There are a limited number of generic failure types that can occur in the SPIRE sub-systems and associated electronics:

 A Command/Data interface failure causing command receipt corruption – this is detected by the command verification protocol described above. If the address is incorrect the command is never reflected; if the command is corrupted then the status flag will be incorrect and, if the data or command have become corrupted in transmission, then the bit wise comparison of the reflected command will detect this.

SPIRE

Failure Detection Isolation and Recovery Policy for the SPIRE instrument

- A Command/Data interface failure causing a legitimate command to a sub-system with incorrect value. Here we can envisage that the command was corrupted before transmission in some way i.e. the DPU thinks it is a correct command so it does not detect a fault. This is dealt with by MCU for some limited circumstances in order to protect the mechanisms from unsafe operation. For all other circumstances the DPU will have to check the HK value pertinent the command set see if the sub-system responded appropriately and to check for unsafe limits.
- Command out of sequence so not appropriate for given state of the sub-system. Again this is dealt with by MCU for some limited circumstances where the command would cause unsafe operation or is not executable. For all other sub-systems it will be seen as an incorrect response of sub-system as detected through the DPU monitoring the HK.
- Correct command but failure in sub-system. Here there are again two cases dumb units (DCU and SCU) where the failure is detectable by subsequent HK inspection and the MCU which can detect that the command has not been carried out in some limited circumstances and set a status flag in the housekeeping. In both cases the DPU will see the failure through inspection of the HK.
- Failure during normal operation. Again two cases dumb units only detectable through monitoring HK whilst the MCU can detect a failure, stop the motion and raise status flag in HK. The DPU detects both types through inspection of the HK.

As an example for the last two types of failure: If the SMEC sticks, the MCU will detect an error in the control logic; will halt the SMEC motion autonomously and raise an error status flag in its HK. If a heater goes open circuit a commanded change from the DPU in the heater status will not result in a change in the current monitored by the SCU housekeeping. This however cannot be detected by the SCU itself but only by the on-board software in the DPU, which is charged with monitoring all housekeeping values from the DRCU during normal operations.

#### 3.5 Proposed On-board software failure detection monitoring

The implementation of the on-board software failure detection method and how it should respond to detected failures has not been fully detailed. In this section we propose an outline of how it could be implemented.

Figure 3 illustrates how the autonomous housekeeping verification system might work. The on-board software monitors the DRCU housekeeping at 1 Hz - i.e. every housekeeping parameter is read every second or thereabouts. The values are placed into a stable buffer in memory - how this is done and the precise timing details are TBD. The important point is that there is a list of housekeeping parameter values with known status available for the verification procedure to read.

The procedure that checks the housekeeping reads each parameter in turn from the buffer and checks against a parameter-status configuration which other housekeeping value is associated with this parameter. For example if a current to a heater is to be checked to the configuration will show that the heater status (ON or OFF) should be used to check the parameter limits. The parameter-status configuration also informs the procedure what the actual limits should be for this parameter for a given



Failure Detection Isolation and Recovery Policy for the SPIRE instrument  
 Ref:
 SPIRE-RAL-PRJ-001128

 Issue:
 0.1

 Date:
 1 Feb 2002

 Page:
 13 of 14

sub-system status. We may imagine the configuration as a table as shown in table 1, in reality it may actually be a reference to a stored command list. The requirement on the on-board software is that it shall implement a parameter-status conditional monitoring system.

▶ [Work instructions]:
1: Why does the DPU not detect a fault when a command was corrupted before transmission, according to the SPIRE text? Answer in one to three sentences.
2: Repeat the stretch of the SPIRE text from "A Command/Data interface failure causing command" through "will detect this.".
Answer using only the SPIRE text above.

▶ [Dataset records]:
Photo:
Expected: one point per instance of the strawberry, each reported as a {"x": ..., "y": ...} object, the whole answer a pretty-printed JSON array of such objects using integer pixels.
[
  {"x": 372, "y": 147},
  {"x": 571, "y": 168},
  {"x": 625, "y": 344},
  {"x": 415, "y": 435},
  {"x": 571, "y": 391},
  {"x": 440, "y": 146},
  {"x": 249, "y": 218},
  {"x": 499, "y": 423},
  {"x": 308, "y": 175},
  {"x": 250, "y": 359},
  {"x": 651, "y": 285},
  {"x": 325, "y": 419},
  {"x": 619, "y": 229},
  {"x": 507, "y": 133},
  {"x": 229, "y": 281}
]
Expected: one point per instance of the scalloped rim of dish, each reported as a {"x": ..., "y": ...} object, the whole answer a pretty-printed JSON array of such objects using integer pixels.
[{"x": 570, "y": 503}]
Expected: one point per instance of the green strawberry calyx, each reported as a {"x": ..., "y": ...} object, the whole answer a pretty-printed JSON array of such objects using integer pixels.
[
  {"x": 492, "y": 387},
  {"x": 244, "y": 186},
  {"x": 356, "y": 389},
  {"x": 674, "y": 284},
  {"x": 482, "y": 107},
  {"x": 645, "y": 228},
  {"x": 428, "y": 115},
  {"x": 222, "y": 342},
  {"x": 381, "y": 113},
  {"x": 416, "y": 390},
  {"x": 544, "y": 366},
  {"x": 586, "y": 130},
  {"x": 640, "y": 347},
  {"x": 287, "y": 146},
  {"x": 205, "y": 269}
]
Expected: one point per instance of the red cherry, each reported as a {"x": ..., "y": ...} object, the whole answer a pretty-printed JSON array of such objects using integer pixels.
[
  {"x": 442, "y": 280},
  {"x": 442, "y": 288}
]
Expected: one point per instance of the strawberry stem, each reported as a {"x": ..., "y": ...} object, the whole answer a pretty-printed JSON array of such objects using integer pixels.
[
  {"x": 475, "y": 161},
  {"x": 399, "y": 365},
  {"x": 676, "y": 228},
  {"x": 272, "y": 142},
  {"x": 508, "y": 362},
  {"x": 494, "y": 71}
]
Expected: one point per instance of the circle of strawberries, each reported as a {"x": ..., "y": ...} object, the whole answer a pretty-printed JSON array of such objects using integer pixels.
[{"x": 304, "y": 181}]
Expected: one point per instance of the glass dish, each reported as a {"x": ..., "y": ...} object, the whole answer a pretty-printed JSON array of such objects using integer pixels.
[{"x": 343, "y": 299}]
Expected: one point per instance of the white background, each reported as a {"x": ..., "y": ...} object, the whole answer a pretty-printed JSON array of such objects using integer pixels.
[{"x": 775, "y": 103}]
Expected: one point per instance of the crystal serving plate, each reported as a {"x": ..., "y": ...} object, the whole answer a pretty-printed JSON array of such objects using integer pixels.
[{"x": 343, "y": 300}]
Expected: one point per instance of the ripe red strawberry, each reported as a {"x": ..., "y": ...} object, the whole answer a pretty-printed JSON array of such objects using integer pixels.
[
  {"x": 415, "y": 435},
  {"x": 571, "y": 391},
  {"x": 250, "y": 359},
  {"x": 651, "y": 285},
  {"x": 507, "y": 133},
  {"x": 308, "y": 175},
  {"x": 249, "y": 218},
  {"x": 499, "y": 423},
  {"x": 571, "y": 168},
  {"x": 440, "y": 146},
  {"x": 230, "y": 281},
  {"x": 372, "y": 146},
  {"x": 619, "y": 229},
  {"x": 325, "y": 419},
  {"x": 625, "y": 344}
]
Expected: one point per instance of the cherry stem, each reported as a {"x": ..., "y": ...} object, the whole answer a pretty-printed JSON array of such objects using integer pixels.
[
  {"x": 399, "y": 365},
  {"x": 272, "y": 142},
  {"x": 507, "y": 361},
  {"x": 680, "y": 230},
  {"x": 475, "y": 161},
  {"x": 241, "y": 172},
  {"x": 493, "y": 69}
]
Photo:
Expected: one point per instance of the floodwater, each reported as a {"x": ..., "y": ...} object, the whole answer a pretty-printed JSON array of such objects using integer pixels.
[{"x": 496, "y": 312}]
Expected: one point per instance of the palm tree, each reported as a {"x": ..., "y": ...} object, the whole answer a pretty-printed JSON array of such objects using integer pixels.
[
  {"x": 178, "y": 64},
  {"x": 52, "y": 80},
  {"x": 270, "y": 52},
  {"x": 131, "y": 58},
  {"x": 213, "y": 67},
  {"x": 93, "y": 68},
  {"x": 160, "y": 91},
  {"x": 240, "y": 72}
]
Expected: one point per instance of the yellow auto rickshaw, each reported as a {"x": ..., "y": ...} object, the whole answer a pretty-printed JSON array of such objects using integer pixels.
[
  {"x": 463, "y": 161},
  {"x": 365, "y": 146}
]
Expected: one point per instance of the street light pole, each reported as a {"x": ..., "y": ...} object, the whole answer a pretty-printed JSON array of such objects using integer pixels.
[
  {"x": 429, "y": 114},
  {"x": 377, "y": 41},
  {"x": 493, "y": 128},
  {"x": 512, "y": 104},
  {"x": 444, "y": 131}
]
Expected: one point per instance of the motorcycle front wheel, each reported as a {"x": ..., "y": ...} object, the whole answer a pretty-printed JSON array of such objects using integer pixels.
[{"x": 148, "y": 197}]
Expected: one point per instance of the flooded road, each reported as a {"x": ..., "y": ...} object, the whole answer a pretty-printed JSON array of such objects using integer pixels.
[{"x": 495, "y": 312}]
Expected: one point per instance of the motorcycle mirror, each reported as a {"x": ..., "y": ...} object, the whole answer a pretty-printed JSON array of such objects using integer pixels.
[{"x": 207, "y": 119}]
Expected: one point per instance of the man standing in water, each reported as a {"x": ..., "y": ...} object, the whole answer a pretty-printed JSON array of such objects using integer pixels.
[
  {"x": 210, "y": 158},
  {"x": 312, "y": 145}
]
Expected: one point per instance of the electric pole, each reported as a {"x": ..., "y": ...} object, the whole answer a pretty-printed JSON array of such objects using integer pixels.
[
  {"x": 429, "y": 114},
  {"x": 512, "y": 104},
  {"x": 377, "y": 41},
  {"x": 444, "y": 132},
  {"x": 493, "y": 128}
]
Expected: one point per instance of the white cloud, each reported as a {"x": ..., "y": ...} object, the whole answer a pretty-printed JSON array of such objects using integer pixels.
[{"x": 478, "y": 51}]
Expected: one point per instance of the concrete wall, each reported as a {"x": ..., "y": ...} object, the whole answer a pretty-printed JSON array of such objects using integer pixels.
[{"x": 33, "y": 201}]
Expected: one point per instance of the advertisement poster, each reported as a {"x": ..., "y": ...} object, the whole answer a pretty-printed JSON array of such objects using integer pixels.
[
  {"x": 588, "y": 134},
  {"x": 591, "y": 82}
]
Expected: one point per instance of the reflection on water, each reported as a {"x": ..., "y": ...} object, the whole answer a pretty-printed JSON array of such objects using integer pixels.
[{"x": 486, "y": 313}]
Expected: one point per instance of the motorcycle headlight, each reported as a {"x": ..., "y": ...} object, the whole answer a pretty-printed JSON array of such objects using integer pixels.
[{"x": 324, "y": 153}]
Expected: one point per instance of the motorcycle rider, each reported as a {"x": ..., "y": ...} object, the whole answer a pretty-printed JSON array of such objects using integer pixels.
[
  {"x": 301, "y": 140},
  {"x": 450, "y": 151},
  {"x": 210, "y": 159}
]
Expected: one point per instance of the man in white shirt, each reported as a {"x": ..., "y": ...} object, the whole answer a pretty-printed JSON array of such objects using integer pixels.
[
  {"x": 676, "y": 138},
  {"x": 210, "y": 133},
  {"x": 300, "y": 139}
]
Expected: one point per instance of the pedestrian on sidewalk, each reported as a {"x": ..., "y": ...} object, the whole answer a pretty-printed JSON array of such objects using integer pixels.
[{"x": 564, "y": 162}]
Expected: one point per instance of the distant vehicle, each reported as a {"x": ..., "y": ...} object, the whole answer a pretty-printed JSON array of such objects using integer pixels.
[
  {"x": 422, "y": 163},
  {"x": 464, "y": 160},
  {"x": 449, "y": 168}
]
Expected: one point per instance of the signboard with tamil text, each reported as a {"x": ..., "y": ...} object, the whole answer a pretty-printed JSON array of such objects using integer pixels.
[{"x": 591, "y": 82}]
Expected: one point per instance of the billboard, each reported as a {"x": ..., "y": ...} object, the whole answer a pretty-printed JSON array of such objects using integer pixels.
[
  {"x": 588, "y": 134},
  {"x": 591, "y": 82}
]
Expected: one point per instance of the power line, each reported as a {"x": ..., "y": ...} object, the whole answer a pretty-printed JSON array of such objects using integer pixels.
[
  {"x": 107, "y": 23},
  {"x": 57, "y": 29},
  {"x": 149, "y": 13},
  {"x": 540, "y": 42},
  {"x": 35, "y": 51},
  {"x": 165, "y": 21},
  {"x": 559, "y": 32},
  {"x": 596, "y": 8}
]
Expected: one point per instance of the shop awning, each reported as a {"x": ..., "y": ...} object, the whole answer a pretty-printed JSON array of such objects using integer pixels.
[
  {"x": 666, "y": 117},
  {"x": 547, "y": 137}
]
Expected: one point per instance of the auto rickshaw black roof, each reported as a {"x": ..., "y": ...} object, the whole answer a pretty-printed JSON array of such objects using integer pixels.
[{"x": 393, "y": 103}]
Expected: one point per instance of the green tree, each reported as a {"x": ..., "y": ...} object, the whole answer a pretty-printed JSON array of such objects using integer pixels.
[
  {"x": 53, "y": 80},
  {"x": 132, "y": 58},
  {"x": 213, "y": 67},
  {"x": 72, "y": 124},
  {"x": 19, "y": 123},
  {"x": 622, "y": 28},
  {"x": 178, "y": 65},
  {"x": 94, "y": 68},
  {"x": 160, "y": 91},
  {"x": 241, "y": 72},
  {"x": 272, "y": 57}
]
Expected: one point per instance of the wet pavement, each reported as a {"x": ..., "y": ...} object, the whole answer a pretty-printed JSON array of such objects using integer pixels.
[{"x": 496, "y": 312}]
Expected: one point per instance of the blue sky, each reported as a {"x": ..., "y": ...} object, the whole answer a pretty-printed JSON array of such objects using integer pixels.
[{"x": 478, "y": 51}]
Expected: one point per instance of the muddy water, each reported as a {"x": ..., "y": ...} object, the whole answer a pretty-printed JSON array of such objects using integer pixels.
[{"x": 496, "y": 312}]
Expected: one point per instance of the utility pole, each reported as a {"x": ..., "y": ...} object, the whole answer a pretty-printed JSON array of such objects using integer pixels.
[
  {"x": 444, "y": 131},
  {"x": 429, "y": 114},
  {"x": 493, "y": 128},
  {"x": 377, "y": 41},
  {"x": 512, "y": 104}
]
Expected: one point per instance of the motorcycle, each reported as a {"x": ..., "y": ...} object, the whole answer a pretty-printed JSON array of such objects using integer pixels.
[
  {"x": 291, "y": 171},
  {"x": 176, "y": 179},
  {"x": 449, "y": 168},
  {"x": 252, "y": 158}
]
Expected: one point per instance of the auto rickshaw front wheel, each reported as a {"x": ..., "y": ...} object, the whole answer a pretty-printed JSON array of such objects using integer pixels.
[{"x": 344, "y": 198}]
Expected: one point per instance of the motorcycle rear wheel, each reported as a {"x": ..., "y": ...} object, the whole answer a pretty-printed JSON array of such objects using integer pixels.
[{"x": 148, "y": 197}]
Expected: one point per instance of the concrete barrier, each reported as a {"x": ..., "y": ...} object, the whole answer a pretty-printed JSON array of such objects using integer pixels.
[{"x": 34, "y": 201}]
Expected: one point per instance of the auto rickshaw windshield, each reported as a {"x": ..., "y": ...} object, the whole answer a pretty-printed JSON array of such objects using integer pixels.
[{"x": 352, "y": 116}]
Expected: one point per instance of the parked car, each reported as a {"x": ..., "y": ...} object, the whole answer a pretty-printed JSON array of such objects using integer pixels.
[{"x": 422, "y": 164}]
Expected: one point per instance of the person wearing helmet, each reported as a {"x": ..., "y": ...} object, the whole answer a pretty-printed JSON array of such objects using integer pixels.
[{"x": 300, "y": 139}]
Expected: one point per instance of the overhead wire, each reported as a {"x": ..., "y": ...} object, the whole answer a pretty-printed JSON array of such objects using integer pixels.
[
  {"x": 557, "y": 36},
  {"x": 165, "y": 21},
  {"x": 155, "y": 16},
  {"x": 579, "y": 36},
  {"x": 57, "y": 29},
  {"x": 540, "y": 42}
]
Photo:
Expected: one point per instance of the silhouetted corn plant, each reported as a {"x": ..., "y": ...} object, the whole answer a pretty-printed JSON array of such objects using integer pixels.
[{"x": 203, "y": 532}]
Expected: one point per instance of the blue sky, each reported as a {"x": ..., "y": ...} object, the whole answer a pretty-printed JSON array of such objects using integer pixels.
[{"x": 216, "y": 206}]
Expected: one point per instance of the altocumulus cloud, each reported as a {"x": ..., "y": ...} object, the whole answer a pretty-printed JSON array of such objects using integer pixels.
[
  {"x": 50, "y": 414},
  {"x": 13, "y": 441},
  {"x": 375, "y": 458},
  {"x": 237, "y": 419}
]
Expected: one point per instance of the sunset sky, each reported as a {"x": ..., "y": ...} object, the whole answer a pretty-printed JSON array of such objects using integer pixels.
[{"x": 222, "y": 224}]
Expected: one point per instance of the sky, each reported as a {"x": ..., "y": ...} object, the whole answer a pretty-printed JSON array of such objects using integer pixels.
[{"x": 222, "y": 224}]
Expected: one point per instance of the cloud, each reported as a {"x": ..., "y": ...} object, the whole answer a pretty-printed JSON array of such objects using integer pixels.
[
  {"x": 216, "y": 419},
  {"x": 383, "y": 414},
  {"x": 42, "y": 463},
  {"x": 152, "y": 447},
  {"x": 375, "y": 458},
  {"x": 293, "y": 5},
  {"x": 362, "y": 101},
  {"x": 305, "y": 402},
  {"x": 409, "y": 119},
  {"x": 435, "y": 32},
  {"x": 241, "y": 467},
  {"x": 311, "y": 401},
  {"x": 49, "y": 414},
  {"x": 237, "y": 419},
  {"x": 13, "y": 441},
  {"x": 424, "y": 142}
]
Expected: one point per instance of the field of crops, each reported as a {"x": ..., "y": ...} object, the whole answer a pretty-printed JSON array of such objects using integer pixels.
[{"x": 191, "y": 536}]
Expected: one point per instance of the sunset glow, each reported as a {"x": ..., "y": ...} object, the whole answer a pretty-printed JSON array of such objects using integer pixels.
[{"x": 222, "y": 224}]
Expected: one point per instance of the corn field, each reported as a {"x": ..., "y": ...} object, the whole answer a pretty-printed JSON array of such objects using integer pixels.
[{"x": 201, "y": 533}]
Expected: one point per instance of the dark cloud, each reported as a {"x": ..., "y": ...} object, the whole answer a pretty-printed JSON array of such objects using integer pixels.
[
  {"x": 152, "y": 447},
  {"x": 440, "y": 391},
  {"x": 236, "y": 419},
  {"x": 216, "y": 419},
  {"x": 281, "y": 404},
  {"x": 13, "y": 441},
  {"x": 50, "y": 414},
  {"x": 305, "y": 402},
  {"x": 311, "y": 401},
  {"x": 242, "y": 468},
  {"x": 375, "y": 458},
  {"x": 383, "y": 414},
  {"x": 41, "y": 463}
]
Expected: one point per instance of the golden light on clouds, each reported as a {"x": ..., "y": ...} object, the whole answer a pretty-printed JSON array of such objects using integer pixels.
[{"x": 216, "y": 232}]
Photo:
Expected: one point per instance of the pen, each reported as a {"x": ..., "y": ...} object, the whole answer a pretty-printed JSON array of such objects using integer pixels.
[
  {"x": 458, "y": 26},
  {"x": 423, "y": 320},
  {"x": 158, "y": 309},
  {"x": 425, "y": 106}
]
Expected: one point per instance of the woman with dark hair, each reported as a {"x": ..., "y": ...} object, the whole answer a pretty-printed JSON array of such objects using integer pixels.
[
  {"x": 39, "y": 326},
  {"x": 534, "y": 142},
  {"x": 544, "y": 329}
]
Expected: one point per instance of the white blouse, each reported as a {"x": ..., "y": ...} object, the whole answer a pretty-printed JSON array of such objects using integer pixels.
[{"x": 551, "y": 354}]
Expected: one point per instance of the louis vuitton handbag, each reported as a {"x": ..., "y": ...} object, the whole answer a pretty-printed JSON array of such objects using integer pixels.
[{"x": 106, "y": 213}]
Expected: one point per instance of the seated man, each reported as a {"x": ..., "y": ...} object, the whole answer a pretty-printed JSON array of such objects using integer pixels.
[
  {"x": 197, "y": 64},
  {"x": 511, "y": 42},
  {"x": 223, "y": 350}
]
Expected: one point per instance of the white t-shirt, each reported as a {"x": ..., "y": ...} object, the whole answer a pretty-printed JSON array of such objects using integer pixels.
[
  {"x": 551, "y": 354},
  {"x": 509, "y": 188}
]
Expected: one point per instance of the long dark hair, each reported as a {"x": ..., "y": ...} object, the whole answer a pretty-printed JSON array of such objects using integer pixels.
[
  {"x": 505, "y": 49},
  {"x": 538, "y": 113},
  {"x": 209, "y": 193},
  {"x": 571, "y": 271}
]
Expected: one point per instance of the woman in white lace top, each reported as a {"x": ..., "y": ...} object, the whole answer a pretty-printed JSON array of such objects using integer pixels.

▶ [Completed exercise]:
1: The command was corrupted before it was sent, so the DPU treats it as a correct command. Because of that, it does not detect a fault.

2:
A Command/Data interface failure causing command receipt corruption – this is detected by the command verification protocol described above. If the address is incorrect the command is never reflected; if the command is corrupted then the status flag will be incorrect and, if the data or command have become corrupted in transmission, then the bit wise comparison of the reflected command will detect this.